** Start of Passage given **

Since the brand’s establishment in 1910, the name Chanel has become synonymous with luxury goods and haute couture. But in The New Look—the new Apple TV+ series dramatizing the rise of the modern fashion industry in Paris after World War II—Academy Award winner Juliette Binoche hopes to separate legendary designer Coco Chanel from the house she founded.

“What I feel responsible for is to give a human side of Chanel—not to excuse her or save her, because it is not my role—but for people to understand her, where she came from,” Binoche tells Harper’s Bazaar on a recent video call from Los Angeles. “As I was reading books and understanding where she was coming from, I could feel that there were big traumas behind [her decisions], because this need of conquering, this need of survival comes from a [personal] place.”

The New Look opens in 1955, when designer Christian Dior is preparing to speak at a conference celebrating his collections, at the Sorbonne’s Grand Ampithéâtre in Paris. Meanwhile, Chanel has recently returned from exile in Switzerland, after being accused of working with the Nazis during the war, and is primed to make her long-awaited return to haute couture. Following the liberation of France a decade earlier, Dior opened his own fashion house, debuted a legendary collection in February 1947, and eclipsed Chanel as the most famous fashion designer in the world. An embittered Chanel has criticized Dior’s focus on ultrafemininity and opulence, which she claims results in beautiful but not particularly functional dresses.

“She saw [her fashion as,] and people acknowledged it as, the creation of freedom for women in terms of what they’re wearing. She viewed Dior as, I think, setting women back,” executive producer Lorenzo di Bonaventura tells Bazaar. “What’s interesting is that [Dior] was not a guy who criticized [openly], so you don’t know so much about what he was feeling about Chanel. She was lambasting him, even after he was dead.”

It is difficult to overstate the impact Chanel and her namesake brand have had on women’s fashion. Above all else, her elegantly casual and timeless designs prioritized comfort and mobility, replacing the 20th-century corseted silhouette with sportswear. “Her jersey separates of skirts, dresses, sweaters, and cardigans liberated women from the pretenses of dressing for an occasion or for an allotted time of day,” an online exhibit by the Metropolitan Museum of Art says.

** End of Passage given **
** Start of Data **

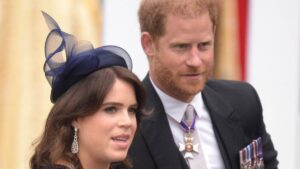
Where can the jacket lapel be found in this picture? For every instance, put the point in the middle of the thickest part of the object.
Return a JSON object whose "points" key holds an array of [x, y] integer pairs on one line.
{"points": [[157, 133], [228, 132]]}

** End of Data **

(Given request A) In the passage about The New Look, duplicate the text between "It is difficult" and "of Art says.", inclusive.
(Given request B) Based on the passage about The New Look, explain why Chanel criticized Dior's designs.
(Given request C) According to the passage about The New Look, where had Chanel been in exile before her return?

(Correct response A)
It is difficult to overstate the impact Chanel and her namesake brand have had on women’s fashion. Above all else, her elegantly casual and timeless designs prioritized comfort and mobility, replacing the 20th-century corseted silhouette with sportswear. “Her jersey separates of skirts, dresses, sweaters, and cardigans liberated women from the pretenses of dressing for an occasion or for an allotted time of day,” an online exhibit by the Metropolitan Museum of Art says.

(Correct response B) Chanel objected to Dior's focus on ultrafemininity and opulence, which she claimed produced dresses that were beautiful but not particularly functional. She saw her own fashion as creating freedom for women in what they wore and viewed Dior as setting women back.

(Correct response C) Switzerland.